## Dataset records:
::::::
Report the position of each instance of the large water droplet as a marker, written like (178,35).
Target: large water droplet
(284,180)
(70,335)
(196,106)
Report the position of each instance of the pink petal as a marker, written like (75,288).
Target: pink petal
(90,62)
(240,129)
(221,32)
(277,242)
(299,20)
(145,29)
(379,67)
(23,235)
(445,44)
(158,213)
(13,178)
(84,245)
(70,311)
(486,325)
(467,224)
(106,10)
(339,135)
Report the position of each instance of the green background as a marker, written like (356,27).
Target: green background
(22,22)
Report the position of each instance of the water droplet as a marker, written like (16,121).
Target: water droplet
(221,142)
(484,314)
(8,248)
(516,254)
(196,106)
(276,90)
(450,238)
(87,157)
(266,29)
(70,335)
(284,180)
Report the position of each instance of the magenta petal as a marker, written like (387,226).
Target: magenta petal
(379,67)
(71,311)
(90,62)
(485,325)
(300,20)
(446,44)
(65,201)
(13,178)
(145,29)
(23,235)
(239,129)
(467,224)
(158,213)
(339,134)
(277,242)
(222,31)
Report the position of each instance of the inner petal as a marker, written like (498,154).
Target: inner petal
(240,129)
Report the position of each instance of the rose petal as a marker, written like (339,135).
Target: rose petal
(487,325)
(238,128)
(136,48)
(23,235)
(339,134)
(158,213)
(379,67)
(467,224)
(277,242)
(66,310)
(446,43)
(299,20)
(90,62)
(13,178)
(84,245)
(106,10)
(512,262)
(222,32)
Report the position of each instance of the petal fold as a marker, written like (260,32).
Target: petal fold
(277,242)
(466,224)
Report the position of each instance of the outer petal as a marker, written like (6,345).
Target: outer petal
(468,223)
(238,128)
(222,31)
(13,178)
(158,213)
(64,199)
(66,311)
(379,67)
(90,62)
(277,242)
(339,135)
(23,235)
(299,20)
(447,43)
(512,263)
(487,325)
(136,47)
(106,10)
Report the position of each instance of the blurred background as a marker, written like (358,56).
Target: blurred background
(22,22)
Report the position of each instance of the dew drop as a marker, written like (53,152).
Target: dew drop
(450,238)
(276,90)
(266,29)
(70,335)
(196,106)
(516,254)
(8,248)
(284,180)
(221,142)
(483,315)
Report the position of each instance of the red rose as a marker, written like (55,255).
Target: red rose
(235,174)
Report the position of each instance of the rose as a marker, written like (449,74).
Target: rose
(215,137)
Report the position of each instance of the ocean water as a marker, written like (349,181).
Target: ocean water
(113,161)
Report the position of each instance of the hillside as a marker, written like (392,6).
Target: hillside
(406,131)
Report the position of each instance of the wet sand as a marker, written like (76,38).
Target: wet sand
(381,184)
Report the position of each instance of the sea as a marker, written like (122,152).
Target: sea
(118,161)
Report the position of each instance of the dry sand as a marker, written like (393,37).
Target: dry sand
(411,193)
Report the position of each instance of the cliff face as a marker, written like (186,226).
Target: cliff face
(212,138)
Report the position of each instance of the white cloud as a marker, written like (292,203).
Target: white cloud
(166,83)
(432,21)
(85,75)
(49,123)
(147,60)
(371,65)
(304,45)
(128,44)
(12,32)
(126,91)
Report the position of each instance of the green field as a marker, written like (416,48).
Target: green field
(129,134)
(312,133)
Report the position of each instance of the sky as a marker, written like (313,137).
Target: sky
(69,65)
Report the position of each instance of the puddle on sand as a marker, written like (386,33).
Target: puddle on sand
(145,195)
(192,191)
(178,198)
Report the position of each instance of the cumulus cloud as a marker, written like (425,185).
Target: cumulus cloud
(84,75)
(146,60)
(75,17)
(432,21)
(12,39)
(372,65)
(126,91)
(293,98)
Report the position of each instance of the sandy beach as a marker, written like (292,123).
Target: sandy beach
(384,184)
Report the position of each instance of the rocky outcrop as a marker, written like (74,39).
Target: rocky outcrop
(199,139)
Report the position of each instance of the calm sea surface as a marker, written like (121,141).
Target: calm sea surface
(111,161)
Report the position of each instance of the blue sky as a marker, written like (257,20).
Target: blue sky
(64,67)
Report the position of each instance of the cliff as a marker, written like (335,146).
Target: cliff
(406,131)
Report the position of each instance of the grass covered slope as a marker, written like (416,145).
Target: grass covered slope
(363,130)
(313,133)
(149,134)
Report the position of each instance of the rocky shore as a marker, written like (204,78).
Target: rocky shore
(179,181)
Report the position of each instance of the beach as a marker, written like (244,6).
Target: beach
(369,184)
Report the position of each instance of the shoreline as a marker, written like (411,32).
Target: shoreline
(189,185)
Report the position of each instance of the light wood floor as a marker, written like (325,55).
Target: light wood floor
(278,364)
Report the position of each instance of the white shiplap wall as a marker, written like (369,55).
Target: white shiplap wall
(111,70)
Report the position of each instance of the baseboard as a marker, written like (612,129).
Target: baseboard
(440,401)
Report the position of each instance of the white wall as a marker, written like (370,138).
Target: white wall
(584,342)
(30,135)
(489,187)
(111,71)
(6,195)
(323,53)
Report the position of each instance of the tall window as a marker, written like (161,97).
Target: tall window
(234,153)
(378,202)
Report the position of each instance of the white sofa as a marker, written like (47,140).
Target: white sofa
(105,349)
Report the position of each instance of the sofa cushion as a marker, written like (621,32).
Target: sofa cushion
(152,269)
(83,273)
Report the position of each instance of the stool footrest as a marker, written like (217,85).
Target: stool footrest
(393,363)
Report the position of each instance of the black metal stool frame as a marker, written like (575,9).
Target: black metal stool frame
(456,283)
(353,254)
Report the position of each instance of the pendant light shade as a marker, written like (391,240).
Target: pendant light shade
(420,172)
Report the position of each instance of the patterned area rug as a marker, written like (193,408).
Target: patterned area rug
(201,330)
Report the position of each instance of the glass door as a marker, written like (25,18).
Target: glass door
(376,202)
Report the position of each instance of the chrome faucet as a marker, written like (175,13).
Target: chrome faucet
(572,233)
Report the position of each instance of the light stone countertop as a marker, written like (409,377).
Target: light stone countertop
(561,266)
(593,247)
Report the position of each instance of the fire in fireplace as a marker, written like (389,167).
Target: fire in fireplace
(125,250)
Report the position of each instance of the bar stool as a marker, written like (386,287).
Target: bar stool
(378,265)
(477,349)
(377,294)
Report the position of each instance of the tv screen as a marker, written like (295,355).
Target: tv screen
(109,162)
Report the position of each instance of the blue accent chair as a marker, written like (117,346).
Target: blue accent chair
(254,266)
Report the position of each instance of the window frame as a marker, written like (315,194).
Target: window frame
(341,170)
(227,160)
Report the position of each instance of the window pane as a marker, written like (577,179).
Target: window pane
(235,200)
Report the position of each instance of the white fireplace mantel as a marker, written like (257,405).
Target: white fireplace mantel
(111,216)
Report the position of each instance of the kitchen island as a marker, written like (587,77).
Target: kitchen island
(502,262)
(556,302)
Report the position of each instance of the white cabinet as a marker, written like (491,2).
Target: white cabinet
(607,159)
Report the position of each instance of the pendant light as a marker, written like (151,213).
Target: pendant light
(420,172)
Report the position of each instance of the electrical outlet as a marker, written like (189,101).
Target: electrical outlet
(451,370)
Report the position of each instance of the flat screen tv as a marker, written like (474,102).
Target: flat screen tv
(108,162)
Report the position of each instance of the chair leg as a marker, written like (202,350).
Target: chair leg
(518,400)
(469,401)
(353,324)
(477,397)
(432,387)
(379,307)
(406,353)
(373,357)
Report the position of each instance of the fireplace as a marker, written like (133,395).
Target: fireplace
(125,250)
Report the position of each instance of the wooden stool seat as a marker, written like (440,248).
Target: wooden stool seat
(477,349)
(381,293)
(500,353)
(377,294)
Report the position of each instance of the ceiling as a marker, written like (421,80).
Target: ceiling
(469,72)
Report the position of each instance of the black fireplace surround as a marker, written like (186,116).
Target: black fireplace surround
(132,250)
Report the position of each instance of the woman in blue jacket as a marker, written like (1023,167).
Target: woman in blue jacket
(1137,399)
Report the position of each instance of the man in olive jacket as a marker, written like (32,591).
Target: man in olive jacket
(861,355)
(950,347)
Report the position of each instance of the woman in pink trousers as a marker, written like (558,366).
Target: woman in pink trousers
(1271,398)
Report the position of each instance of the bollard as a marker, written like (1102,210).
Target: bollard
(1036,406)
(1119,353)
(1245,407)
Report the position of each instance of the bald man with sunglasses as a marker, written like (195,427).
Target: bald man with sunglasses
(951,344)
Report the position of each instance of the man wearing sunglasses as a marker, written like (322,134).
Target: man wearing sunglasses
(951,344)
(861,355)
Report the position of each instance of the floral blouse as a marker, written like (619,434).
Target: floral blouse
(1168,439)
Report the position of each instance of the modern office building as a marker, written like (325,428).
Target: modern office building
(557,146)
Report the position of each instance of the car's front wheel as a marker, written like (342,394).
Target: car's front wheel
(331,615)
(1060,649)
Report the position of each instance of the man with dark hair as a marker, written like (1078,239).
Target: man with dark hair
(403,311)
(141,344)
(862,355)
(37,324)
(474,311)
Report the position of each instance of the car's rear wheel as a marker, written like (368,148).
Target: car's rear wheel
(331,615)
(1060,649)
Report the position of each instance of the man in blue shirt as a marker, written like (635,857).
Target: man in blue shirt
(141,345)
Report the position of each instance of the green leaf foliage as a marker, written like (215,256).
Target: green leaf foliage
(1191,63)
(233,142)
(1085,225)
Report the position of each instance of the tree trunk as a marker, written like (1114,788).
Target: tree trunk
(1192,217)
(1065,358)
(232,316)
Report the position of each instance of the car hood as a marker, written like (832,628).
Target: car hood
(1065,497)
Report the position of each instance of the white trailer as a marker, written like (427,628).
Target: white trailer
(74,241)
::::::
## Exercise goal:
Given the data above, transcribe exactly the lines from the one containing "Report the position of each instance of the baseboard" down to the one containing "Report the position of each instance of the sofa", and no others.

## Response to the exercise:
Report the position of each instance of the baseboard as a marker, written like (612,129).
Target: baseboard
(440,401)
Report the position of each instance of the white wall as a marker, written like (370,138).
Target: white wall
(584,342)
(30,135)
(489,187)
(111,71)
(6,195)
(323,53)
Report the position of each instance of the tall window as a marker, written like (161,97).
Target: tall window
(234,153)
(378,202)
Report the position of each instance of the white sofa as a marker, written like (47,140).
Target: white sofa
(105,349)
Report the position of each instance of the sofa cushion as a marker, written like (621,32).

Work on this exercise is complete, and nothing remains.